▶ Exercise instructions
Return only this: the line with "Would you kindly indicate the sea" and all the lines that follow it below, through the final one, exactly as they are.

[Natural-language object grounding data]
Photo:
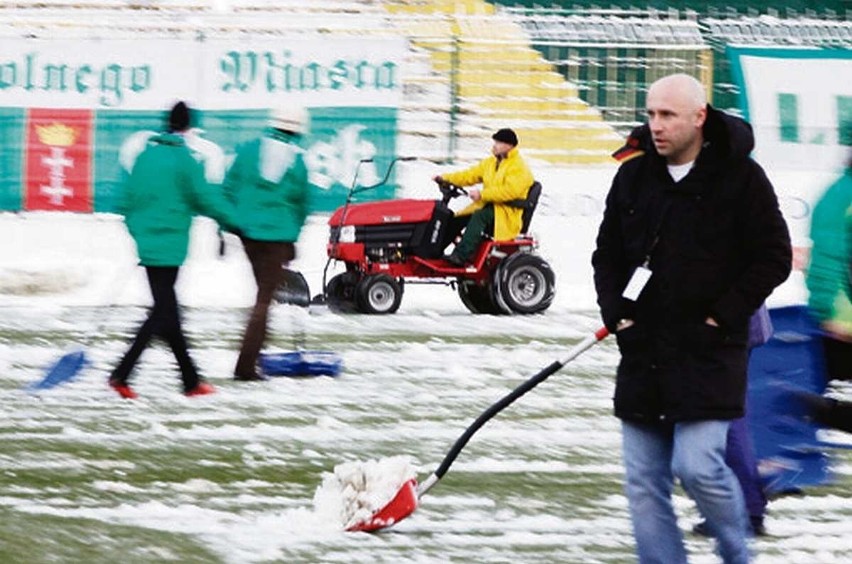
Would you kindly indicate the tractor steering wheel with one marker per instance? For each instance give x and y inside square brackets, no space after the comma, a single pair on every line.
[450,191]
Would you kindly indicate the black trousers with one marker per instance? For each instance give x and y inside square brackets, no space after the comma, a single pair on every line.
[164,322]
[267,259]
[838,363]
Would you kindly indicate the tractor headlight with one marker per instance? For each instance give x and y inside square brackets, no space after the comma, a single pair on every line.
[347,234]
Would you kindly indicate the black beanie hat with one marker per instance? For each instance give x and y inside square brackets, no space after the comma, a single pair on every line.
[179,118]
[506,135]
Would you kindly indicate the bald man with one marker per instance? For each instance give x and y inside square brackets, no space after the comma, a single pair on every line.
[691,243]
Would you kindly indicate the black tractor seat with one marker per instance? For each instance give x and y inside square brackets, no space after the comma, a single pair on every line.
[528,205]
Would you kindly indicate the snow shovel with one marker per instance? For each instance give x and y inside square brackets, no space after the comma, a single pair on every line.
[293,290]
[72,363]
[63,370]
[407,497]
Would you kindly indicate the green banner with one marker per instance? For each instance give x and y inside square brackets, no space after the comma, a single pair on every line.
[339,138]
[12,122]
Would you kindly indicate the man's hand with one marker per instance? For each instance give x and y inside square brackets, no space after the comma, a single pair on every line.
[837,330]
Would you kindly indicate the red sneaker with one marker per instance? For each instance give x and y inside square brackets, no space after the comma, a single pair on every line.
[123,390]
[201,389]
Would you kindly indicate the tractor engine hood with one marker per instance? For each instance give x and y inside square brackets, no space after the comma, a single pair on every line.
[381,213]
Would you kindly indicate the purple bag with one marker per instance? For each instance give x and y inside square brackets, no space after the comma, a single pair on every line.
[759,327]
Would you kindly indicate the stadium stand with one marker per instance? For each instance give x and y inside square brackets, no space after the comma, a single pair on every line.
[571,77]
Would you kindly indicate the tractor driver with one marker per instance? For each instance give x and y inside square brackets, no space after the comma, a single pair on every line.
[505,178]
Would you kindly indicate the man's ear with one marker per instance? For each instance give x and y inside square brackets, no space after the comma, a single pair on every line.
[701,117]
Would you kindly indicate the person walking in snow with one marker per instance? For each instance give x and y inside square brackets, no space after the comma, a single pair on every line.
[505,179]
[166,188]
[829,283]
[691,243]
[268,184]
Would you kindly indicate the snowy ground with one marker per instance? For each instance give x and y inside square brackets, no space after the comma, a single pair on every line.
[231,477]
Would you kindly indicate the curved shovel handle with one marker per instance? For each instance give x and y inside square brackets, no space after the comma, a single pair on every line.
[505,402]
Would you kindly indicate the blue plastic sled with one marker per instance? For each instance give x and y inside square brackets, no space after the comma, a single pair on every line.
[64,370]
[301,363]
[788,452]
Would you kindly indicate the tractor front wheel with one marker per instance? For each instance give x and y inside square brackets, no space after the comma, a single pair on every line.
[378,294]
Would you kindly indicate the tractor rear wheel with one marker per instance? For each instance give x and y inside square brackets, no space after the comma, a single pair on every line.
[340,292]
[524,284]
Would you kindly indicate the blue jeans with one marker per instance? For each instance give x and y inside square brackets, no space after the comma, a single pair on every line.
[694,452]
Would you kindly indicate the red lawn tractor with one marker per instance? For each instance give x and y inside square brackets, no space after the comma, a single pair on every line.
[388,244]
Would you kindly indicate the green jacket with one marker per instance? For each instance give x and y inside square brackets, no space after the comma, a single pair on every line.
[268,184]
[828,277]
[165,190]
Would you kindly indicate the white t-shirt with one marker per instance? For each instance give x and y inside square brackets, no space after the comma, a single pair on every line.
[677,172]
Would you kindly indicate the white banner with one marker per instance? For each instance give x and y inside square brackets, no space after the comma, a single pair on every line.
[799,102]
[149,74]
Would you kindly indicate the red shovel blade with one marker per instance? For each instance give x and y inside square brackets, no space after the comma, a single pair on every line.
[401,506]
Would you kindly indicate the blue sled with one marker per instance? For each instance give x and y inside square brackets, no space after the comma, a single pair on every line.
[789,454]
[64,370]
[301,363]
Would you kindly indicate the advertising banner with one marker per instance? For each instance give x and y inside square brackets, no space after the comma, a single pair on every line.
[58,160]
[75,114]
[799,102]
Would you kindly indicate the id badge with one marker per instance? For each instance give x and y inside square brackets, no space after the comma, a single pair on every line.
[637,283]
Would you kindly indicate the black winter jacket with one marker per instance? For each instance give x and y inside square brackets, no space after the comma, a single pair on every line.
[722,247]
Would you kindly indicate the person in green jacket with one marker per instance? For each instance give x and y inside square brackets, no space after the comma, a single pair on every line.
[505,180]
[166,188]
[829,283]
[268,184]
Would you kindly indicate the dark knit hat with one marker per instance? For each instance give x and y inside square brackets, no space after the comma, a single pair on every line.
[179,117]
[506,135]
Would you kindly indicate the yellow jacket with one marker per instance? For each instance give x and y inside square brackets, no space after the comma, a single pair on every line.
[508,180]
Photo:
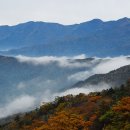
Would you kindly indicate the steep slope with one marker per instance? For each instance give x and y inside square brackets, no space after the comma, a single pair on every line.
[106,110]
[115,77]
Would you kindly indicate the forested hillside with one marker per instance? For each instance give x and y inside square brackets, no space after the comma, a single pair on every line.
[106,110]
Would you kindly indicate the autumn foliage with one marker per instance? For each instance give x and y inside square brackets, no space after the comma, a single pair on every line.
[106,110]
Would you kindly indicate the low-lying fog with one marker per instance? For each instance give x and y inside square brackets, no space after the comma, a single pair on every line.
[28,81]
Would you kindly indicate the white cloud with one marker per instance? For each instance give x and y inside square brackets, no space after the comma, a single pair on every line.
[86,89]
[62,61]
[105,66]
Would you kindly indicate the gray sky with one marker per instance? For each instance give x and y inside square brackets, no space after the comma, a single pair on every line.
[62,11]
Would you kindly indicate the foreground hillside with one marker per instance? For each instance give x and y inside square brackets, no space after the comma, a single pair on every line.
[106,110]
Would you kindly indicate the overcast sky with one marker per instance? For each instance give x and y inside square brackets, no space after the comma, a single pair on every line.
[62,11]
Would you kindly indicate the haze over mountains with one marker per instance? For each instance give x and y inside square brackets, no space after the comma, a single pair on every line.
[59,60]
[93,38]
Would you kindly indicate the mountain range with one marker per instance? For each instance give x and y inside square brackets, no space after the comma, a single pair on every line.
[93,38]
[115,78]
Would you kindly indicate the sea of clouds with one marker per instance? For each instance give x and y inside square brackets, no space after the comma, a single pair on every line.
[27,101]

▶ Solution for this task
Would you kindly indicate the sea of clouds with one marker per instance? For each instance give x and y inside square brackets, no space after the comma, a single pair on every line.
[27,101]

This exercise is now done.